Bewaarde records:
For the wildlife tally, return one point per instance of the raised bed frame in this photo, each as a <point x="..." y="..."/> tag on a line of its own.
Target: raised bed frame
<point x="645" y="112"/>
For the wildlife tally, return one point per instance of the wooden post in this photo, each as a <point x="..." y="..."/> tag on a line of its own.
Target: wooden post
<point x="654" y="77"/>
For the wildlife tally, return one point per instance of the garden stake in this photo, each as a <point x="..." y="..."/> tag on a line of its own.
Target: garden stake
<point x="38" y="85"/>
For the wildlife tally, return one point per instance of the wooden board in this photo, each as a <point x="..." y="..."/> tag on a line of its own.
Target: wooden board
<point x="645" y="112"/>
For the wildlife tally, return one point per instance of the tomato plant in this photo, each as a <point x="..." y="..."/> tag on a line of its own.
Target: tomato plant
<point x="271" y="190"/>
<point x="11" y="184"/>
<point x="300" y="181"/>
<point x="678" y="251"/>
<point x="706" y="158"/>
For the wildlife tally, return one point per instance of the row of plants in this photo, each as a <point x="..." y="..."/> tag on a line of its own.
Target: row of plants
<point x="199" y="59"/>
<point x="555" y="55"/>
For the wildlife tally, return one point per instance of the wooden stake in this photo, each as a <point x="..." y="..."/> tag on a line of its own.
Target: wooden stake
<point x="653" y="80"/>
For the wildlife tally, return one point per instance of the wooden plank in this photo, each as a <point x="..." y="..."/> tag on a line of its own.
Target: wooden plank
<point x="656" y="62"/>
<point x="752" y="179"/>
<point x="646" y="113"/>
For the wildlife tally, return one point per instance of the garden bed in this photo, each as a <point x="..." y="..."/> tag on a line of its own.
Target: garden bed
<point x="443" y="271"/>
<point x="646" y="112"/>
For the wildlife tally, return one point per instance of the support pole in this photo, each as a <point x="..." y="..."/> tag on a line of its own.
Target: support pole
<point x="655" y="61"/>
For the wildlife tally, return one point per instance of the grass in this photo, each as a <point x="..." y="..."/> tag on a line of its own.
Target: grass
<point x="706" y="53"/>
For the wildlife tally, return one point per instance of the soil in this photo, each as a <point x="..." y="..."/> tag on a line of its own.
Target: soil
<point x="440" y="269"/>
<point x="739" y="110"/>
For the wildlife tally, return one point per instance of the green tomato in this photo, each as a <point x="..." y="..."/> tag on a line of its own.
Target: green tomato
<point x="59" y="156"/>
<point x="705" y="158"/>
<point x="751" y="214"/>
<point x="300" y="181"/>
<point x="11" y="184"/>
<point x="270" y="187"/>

*OPDRACHTDOEL:* Druk alle records hierboven opnieuw af, regel voor regel en zonder iets te veranderen.

*RESULTAAT:*
For the wildlife tally, return one point per instance of the raised bed frame in this photo, each as a <point x="..." y="..."/> tag on a line of its own.
Target: raised bed frame
<point x="645" y="112"/>
For the wildlife tally, return one point per instance of the wooden post in this photo, each as a <point x="..." y="..."/> tag on a line of its own.
Target: wooden post
<point x="654" y="77"/>
For the wildlife tally, return one point per instance of the garden stake in this photo, each as a <point x="..." y="..."/> tag on a line of its own.
Target: garden stake
<point x="38" y="85"/>
For the wildlife tally, return one point per instance of the wooden board in this photo, each as a <point x="..." y="..."/> tag on a line of its own.
Target: wooden board
<point x="645" y="112"/>
For the wildlife tally, return one point per instance of the tomato plant in this photo, each as a <point x="..." y="..."/> tag on a line of its own.
Target: tomato plant
<point x="271" y="190"/>
<point x="11" y="184"/>
<point x="300" y="181"/>
<point x="678" y="251"/>
<point x="706" y="158"/>
For the wildlife tally, return one point per instance of the row of plants in this photo, each as a <point x="..." y="..."/> tag on a line of its own.
Target: row of plants
<point x="199" y="59"/>
<point x="555" y="55"/>
For the wildlife tally, return one point per instance of the wooden stake in this photo, each as a <point x="..." y="..."/> tag on a line of its own.
Target: wooden stake
<point x="653" y="80"/>
For the wildlife tally, return one point per instance of the wooden plank in this photo, each as a <point x="..." y="..."/> tag on a line of its own.
Target: wooden plank
<point x="656" y="62"/>
<point x="752" y="179"/>
<point x="646" y="113"/>
For the wildlife tally, return one point per instance of the garden bed in this photo, each as a <point x="..." y="..."/> tag on a line of its own.
Target: garden bed
<point x="443" y="271"/>
<point x="646" y="112"/>
For the wildlife tally, return one point per instance of the support pole in this photo, each as a <point x="..." y="..."/> tag on a line of its own.
Target: support pole
<point x="655" y="61"/>
For the wildlife tally, return one point per instance of the grass in this photo, each as a <point x="..." y="..."/> tag on a line of its own.
Target: grass
<point x="706" y="53"/>
For the wildlife tally, return one point per instance of the soil in this photo, each as a <point x="..." y="..."/> tag on a line of its own.
Target: soil
<point x="440" y="269"/>
<point x="739" y="110"/>
For the wildlife tally, return one point per instance of the green tomato in this photo, each as a <point x="..." y="..."/> tag on a line of its own.
Target: green tomato
<point x="59" y="156"/>
<point x="705" y="158"/>
<point x="751" y="214"/>
<point x="300" y="181"/>
<point x="11" y="184"/>
<point x="270" y="187"/>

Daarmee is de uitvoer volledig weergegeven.